DATA FOR THIS TASK:

START

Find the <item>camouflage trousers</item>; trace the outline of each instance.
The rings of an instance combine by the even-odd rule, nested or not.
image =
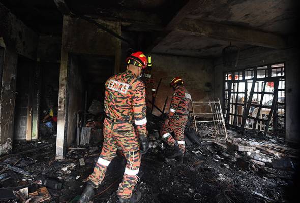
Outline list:
[[[175,142],[177,142],[184,154],[186,151],[184,131],[187,122],[187,115],[175,114],[170,120],[168,125],[163,124],[160,131],[163,139],[169,145],[174,146]],[[172,132],[174,132],[174,138],[171,134]]]
[[[98,187],[104,178],[107,166],[116,156],[118,147],[121,147],[127,163],[122,182],[119,185],[117,195],[124,199],[129,198],[139,179],[137,175],[141,157],[138,137],[130,123],[117,123],[106,118],[104,126],[103,147],[94,171],[88,177],[88,181]]]

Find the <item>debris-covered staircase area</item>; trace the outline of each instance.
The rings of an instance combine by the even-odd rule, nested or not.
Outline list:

END

EXERCISE TASK: Rewrite every row above, keeping the requests and leaving out the pictures, with each polygon coordinate in the outline lists scaled by 0.2 and rounded to a whole number, halves rounding up.

THE ANSWER:
Find the <item>camouflage trousers</item>; trace the outline of each instance.
The rings of an instance combine by the even-odd rule, nested or not.
image =
Outline list:
[[[35,28],[35,28],[37,31],[37,30],[37,26],[37,24],[37,23],[35,23],[34,24],[34,25],[33,25],[32,26],[33,28],[34,29],[35,29]],[[34,26],[35,26],[35,28],[34,27]]]
[[[20,37],[21,36],[21,33],[23,31],[24,29],[24,29],[25,33],[24,36],[24,37],[23,39],[25,40],[26,40],[28,36],[27,35],[28,31],[28,27],[26,25],[23,25],[21,24],[21,25],[21,29],[19,34],[18,35],[18,36]]]

Find the <item>debris-covered staircase area</item>; trace the outline of each instance.
The rings of an instance combine by the even-odd rule, nested or not.
Outline list:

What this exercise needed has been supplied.